## TASK MATERIAL
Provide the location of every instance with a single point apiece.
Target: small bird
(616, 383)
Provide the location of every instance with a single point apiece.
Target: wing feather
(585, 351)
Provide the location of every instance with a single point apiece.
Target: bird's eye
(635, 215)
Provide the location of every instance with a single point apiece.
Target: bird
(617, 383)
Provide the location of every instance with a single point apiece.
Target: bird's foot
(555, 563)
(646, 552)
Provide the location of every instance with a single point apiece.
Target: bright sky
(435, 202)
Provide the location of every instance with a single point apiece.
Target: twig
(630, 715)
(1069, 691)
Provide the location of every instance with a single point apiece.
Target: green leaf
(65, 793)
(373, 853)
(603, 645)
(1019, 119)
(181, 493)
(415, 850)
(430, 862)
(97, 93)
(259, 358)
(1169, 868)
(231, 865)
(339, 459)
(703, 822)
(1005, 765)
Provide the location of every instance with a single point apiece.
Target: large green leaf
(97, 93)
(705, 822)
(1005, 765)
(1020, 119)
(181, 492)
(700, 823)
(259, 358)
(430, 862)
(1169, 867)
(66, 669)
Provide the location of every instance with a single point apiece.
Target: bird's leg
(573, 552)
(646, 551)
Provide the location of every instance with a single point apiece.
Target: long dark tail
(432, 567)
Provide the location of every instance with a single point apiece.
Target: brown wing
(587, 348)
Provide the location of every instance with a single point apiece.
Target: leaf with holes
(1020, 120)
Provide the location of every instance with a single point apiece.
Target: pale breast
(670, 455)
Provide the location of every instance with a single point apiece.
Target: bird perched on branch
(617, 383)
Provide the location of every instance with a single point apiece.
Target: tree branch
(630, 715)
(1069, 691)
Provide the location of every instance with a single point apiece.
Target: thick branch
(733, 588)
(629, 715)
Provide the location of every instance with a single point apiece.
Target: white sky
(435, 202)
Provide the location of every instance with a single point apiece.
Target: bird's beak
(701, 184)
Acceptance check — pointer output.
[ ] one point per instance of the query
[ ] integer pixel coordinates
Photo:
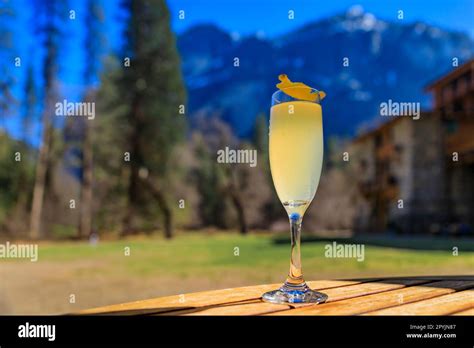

## TASK REQUIREMENTS
All of the entries above need to be repeated exactly, minus the pictures.

## TASK OUTPUT
Provide the location of every instance with a single point apiece.
Target: small bird
(616, 383)
Provide the location of every instance with a single point apiece.
Target: wing feather
(585, 351)
Provide the location of every instance with a single point apiece.
Target: bird's eye
(635, 215)
Provide the location of every instance with a single point apiece.
Target: bird
(617, 383)
Provide the location of every instance with a single point apiece.
Target: bird's foot
(555, 563)
(646, 552)
Provide the location of every instance with a single point apiece.
Target: bright sky
(435, 202)
Provide the location of every instance with a single point apiece.
Target: twig
(630, 715)
(1069, 691)
Provide the location of every instance with a single point apiece.
Target: green leaf
(65, 793)
(373, 853)
(603, 645)
(1019, 119)
(181, 493)
(415, 850)
(430, 862)
(97, 93)
(259, 358)
(1169, 868)
(231, 865)
(339, 459)
(703, 822)
(1005, 765)
Provide the location of every instance with a single point apiece.
Target: large green leaf
(97, 93)
(705, 822)
(1005, 765)
(1020, 119)
(181, 492)
(700, 823)
(259, 358)
(430, 862)
(1169, 867)
(66, 669)
Provide the location of every instance with a single point apiece.
Target: bird's leg
(573, 552)
(646, 551)
Provide the location of every instance with a single point apiece.
Target: long dark tail
(432, 567)
Provide the location of every instance with a single point apiece.
Target: brown wing
(587, 348)
Provide the location of every instance with a single point apiece.
Target: leaf with holes
(1020, 120)
Provide the location of every instance with a single point apiece.
Target: pale breast
(670, 455)
Provide the location of every instance with a single point apiece.
Target: bird perched on branch
(617, 383)
Provide the location of every instance with a single point apiece.
Target: tree branch
(630, 715)
(1069, 691)
Provide the location of every instance with a single point apiece.
Target: thick branch
(733, 588)
(629, 715)
Provide the location of every instance with a single point apiece.
Target: white sky
(435, 202)
Provide the location of every instance with a single point apiece.
Target: bird's beak
(701, 184)
Acceptance check — pointer output.
[ ] one point per instance of the query
[ ] integer pixel coordinates
Photo:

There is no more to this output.